[Selected text]:
# Installing kitchen cabinets before new flooring



## pyper (Jul 1, 2009)

If you ever get a leak, water would pool up in that one inch void, and you might not find out about it for a long time.

I'd put down two thicknesses of 1/2 inch plywood.


----------



## firehawkmph (Dec 12, 2009)

Kchop,
My mainline of work is installing kitchens. I also do the related tile work, both flooring and backsplashes. Why people would want to put down cabinets first and tile around them baffles me. It makes no sense. If you are out to save a box of tile, that's not a good reason. Sheet the whole floor with tile and then put your cabinets down. It's easier for the tile installer, easier for the cabinet installer, and easier for the appliance installer. I charge less labor to tile a floor wall to wall with nothing in the way. The tile guy also doesn't have to worry about getting thinset or grout on the cabinets, or possibly nicking a door, etc. 
So as you can see, I wish you would put your tile in first. But if you don't, rip some wood the same thickness as the installed tile. If it's an inch, use an inch. Don't cut yourself short here.
Mike Hawkins


----------



## kchopper (Mar 14, 2009)

It's not so much about saving money on tile, it's the time. My tile installer will not be able to install the tile for a while. We have been without a kitchen for almost three months. I have read a ton on installing before or after and it seems everyone has their opinion on it but it's about a horse a piece. I can't wait any longer, I am installing the cabinets. My main concern is the appliances. Do I not install shims under the appiances? The dishwasher is what I am worried about. Should I not install shims under the dishwasher and just adjust the it so the dishwasher sits under the countertop? Thanks for all the help so far.

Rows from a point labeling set
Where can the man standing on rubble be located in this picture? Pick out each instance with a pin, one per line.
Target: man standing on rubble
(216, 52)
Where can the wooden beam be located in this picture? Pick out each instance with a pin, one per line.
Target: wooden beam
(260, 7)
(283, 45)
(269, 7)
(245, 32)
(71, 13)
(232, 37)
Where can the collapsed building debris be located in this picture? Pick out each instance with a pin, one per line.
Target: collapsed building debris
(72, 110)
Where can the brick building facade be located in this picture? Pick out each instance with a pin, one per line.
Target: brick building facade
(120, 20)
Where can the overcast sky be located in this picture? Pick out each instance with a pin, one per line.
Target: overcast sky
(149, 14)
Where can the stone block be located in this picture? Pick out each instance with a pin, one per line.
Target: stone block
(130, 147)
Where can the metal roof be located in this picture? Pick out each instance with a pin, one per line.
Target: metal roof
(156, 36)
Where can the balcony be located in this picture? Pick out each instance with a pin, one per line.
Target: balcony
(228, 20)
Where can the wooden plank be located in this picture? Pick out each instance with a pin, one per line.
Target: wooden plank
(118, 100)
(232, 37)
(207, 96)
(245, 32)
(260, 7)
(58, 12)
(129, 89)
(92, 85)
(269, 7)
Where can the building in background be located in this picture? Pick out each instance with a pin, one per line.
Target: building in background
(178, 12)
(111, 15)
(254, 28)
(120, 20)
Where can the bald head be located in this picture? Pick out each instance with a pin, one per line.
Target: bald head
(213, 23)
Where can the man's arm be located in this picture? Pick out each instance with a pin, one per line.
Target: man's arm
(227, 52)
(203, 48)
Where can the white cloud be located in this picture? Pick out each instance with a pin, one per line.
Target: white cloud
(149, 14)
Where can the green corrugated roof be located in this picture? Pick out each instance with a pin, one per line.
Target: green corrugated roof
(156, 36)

[Exercise objective]:
Repeat the part of the cabinet thread that opens with the words containing "# Installing kitchen" and closes with "a long time.", changing "leak" to "drip".

[Problem solution]:
# Installing kitchen cabinets before new flooring



## pyper (Jul 1, 2009)

If you ever get a drip, water would pool up in that one inch void, and you might not find out about it for a long time.